— Task goal —
Gather every line in the rows below that contains the string "tree". Matching is case-sensitive.

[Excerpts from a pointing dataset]
..............................

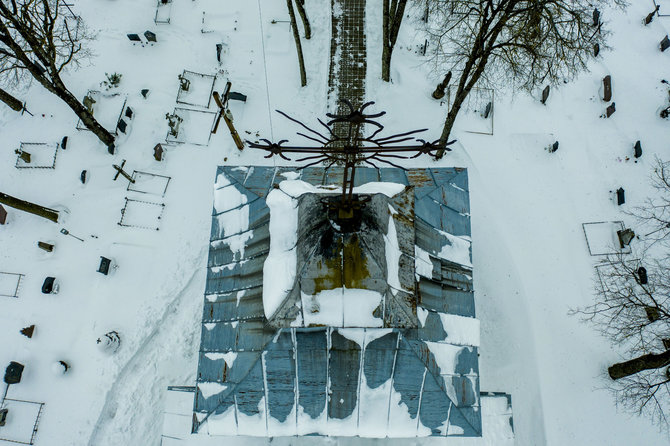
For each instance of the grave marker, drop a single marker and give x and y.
(151, 37)
(650, 16)
(28, 331)
(665, 43)
(545, 94)
(642, 274)
(607, 88)
(48, 247)
(158, 152)
(620, 196)
(105, 264)
(122, 126)
(625, 237)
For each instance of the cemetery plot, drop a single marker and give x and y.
(193, 127)
(141, 214)
(476, 113)
(195, 89)
(10, 283)
(41, 155)
(149, 183)
(22, 420)
(602, 238)
(163, 11)
(664, 7)
(107, 109)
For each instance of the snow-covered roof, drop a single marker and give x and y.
(288, 371)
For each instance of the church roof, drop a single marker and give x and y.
(415, 373)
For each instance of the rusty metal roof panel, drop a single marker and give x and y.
(254, 374)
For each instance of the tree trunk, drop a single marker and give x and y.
(60, 90)
(32, 208)
(391, 20)
(300, 4)
(298, 46)
(386, 37)
(10, 100)
(644, 362)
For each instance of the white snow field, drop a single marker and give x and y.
(530, 256)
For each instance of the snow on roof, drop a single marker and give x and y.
(288, 370)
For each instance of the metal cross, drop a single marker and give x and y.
(350, 150)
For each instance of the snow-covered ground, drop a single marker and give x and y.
(530, 258)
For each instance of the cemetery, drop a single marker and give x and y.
(321, 222)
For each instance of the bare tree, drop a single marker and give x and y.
(653, 215)
(36, 40)
(522, 43)
(298, 46)
(392, 18)
(300, 5)
(10, 100)
(29, 207)
(632, 310)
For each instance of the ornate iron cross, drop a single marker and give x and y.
(350, 150)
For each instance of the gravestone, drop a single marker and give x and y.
(13, 373)
(48, 247)
(219, 48)
(545, 94)
(49, 286)
(88, 103)
(607, 88)
(642, 274)
(28, 331)
(650, 16)
(25, 156)
(105, 265)
(158, 152)
(121, 125)
(665, 43)
(151, 37)
(487, 110)
(620, 196)
(625, 237)
(235, 96)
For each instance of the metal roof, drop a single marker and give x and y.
(261, 377)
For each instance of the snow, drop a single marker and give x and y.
(342, 307)
(529, 254)
(280, 264)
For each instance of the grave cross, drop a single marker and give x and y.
(120, 171)
(350, 150)
(224, 113)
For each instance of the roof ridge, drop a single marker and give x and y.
(232, 389)
(440, 384)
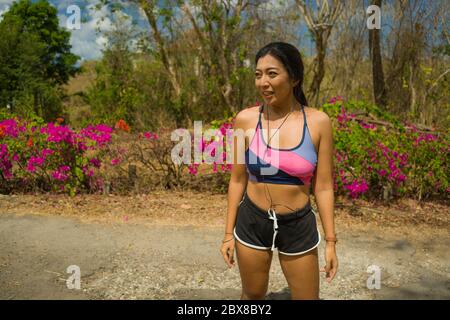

..............................

— Task solution —
For each instance of the tree trunk, drop a single marker and give x and y.
For each instance of the bare tree, drop a single marker and give x and y.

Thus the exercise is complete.